### Work item
Would you transcribe each of the entries exactly, with nothing added or dropped?

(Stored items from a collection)
====================
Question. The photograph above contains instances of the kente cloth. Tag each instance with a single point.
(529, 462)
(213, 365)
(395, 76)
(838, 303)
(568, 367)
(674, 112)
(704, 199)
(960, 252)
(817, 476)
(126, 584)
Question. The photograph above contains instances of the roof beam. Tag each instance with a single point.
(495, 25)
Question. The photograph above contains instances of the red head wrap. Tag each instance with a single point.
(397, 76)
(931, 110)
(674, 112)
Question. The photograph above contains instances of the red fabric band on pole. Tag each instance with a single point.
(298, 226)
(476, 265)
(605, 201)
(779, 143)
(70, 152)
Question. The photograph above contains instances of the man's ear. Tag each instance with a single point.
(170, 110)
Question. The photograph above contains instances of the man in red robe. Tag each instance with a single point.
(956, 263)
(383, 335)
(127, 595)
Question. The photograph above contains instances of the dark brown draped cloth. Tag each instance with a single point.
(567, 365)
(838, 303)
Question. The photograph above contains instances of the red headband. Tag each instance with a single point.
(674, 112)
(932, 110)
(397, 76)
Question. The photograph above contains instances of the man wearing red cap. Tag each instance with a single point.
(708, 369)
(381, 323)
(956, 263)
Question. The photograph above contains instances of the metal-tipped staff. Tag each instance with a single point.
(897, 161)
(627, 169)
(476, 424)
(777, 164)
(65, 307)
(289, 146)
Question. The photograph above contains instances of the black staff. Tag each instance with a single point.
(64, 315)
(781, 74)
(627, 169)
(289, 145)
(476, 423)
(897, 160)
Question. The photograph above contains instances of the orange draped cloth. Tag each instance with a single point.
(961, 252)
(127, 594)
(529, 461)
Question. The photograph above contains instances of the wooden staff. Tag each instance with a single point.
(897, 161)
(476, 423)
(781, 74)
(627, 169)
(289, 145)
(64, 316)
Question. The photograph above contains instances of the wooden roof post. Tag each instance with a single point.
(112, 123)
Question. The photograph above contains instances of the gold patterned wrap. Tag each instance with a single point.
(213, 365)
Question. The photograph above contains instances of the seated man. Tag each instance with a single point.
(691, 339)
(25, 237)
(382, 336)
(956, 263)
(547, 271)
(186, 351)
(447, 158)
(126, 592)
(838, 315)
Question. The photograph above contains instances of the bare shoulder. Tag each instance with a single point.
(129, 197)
====================
### Result
Question. The photograph above contains instances of the kente cloth. Tag each instance with a single point.
(529, 462)
(213, 365)
(395, 76)
(838, 303)
(568, 367)
(674, 112)
(704, 199)
(960, 252)
(817, 476)
(126, 584)
Question. The photograph above contains instances of the roof beam. Tag each instance with a single point.
(495, 25)
Question. The photograph above contains instances of the red head wrap. Tag each instance with a single point.
(397, 76)
(931, 110)
(674, 112)
Question. The photograph above contains instances of the red fabric band on pole. Tag each instance with a single point.
(298, 226)
(476, 265)
(605, 201)
(779, 143)
(70, 152)
Question. The photograph above contains instances of the man's ear. Tag each instance with a single point.
(170, 110)
Question. The photograph above contains instances of the man in red robe. Tag each instance with a single point.
(956, 263)
(383, 335)
(127, 595)
Question. The photograph above contains instances of the dark brown draped cloth. Tag each instance with a single point.
(567, 365)
(838, 303)
Question. The photograph above contains instances of the red headband. Tag each instance with a single point.
(674, 112)
(932, 110)
(397, 76)
Question. The photograph above contains instances of the man wearing red cap. Tag each instance with a single point.
(708, 369)
(381, 323)
(956, 263)
Question. The photograph above contains instances of the metal-tipped staff. Tag each instance with a single point.
(897, 161)
(627, 169)
(476, 424)
(777, 164)
(65, 307)
(289, 146)
Question. The photograph above contains instances of the black staff. Tag each instance with a single point.
(64, 315)
(781, 74)
(627, 169)
(289, 145)
(476, 423)
(897, 160)
Question. The photograph above contains instances of the orange draped cloth. Tag each instance with a single point.
(961, 252)
(127, 594)
(529, 461)
Question. The photograph above contains instances of the wooden staff. Tag each instance with a single point.
(897, 161)
(476, 423)
(781, 74)
(627, 169)
(289, 145)
(64, 316)
Question. The photograph above contains instances of the wooden roof post. Tag each instance with a single point.
(112, 123)
Question. The photograph above contains instances of the gold patterned wrap. Tag each instance with a single point.
(213, 365)
Question. The photograph above contains instances of the seated man. Tag each instance with a single point.
(691, 339)
(25, 237)
(382, 336)
(956, 263)
(547, 271)
(186, 351)
(447, 158)
(126, 592)
(838, 315)
Question. The photograph above contains instances of the bare shoulder. Tag each instance with a single point.
(129, 197)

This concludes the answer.